Yves Boisvert : « Je ne sais pas combien de fois je l’ai appelé en soirée, dans le doute. « Pis ? » La réponse venait aussitôt, franche, nette, sûre… pas toujours favorable ! Je m’y fiais aveuglément. Il avait vu à peu près tous les cas de figure, il adorait réfléchir sur ce qui peut être dit, et sur la façon de le dire, et il avait du jugement. Ces conversations, manière de transmission informelle de l’artisanat journalistique, m’étaient précieuses, et je n’étais pas le seul ». Yves Boisvert ajoute « En plus d’avoir été un des meilleurs journalistes politiques de sa génération, il a été pour plusieurs, pour moi en tout cas, un vrai maître, rigoureux et passionné ». Gilbert Lavoie le qualifie quant à lui de conscience de la profession en raison de ses combats pour l’éthique. Et dans son allocution au salon funéraire, son ancien collègue Gérald LeBlanc résumait à la fois sa force et ses difficultés en disant que pour plusieurs, il était « un peu trop chêne et pas assez roseau ».
====================
§ D'après les informations
1. Traduisez en anglais cette phrase de l'hommage au journaliste : « Gilbert Lavoie le qualifie quant à lui de conscience de la profession en raison de ses combats pour l’éthique. »
2. Dans l'hommage au journaliste, à quel endroit Gérald LeBlanc a-t-il prononcé son allocution ?
3. Prolongez l'hommage au journaliste à la suite de sa dernière phrase.

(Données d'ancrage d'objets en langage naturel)
====================
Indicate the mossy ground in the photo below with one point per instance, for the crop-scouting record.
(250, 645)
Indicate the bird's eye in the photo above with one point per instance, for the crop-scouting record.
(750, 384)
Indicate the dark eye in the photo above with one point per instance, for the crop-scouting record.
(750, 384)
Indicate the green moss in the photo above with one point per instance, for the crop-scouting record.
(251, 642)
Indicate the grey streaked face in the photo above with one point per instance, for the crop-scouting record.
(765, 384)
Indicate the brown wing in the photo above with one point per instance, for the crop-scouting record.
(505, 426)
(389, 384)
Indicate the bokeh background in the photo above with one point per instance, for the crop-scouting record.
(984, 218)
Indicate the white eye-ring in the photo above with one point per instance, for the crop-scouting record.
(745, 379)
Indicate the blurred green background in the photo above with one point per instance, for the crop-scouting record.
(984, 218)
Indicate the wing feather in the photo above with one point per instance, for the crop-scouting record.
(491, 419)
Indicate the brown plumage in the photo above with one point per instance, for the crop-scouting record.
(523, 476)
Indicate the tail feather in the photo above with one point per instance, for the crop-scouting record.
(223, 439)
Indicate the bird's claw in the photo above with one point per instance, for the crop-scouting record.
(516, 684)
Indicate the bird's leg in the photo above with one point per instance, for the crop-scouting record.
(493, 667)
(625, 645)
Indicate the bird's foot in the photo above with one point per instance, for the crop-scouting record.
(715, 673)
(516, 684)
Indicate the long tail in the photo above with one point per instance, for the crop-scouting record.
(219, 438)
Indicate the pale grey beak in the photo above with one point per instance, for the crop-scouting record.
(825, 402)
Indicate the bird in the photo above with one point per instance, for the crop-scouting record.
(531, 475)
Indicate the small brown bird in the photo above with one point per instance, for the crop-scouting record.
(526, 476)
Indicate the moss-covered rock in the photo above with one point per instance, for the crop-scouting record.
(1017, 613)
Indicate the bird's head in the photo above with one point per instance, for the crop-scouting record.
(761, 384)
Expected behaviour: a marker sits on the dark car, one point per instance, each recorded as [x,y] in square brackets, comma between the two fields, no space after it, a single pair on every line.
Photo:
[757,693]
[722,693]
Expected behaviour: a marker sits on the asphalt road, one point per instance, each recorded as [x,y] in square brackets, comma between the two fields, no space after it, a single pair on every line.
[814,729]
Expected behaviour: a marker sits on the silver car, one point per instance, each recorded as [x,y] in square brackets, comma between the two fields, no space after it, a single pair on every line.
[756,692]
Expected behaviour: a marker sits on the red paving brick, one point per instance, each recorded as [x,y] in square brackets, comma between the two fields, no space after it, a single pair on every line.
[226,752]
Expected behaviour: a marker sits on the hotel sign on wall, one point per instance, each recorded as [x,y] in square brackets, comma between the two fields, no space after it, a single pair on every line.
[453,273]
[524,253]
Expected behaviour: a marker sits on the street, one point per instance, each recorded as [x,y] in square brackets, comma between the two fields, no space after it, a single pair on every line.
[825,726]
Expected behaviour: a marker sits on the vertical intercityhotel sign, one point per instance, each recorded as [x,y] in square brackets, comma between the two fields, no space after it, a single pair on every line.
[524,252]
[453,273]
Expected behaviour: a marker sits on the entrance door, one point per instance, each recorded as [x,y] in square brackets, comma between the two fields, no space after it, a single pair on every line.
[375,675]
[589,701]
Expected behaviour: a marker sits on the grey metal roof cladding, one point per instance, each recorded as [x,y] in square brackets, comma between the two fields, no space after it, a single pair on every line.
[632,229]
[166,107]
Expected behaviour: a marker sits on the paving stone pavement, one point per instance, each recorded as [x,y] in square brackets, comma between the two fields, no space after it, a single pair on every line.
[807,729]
====================
§ Réponses ci-dessous
1. Gilbert Lavoie, for his part, calls him the conscience of the profession because of his battles for ethics.

2. Au salon funéraire.

3.
Tant que la santé le lui a permis, Louis aimait voyager, surtout en Europe, entre autres pour visiter sa fille Danielle qui habite en Alsace. Il gardait d’ailleurs de bons souvenirs de voyages professionnels, notamment à Paris lors d’une visite du premier ministre René Lévesque. Il aimait beaucoup le sport, notamment le baseball et le hockey. Par contre, il pratiquait la balle molle dangereusement, comme sa sœur Michèle s’en souvient très bien… Toujours prêt à aider sa famille, il a contribué à la qualité de la publication de plusieurs ouvrages de notre frère Guy, pédiatre.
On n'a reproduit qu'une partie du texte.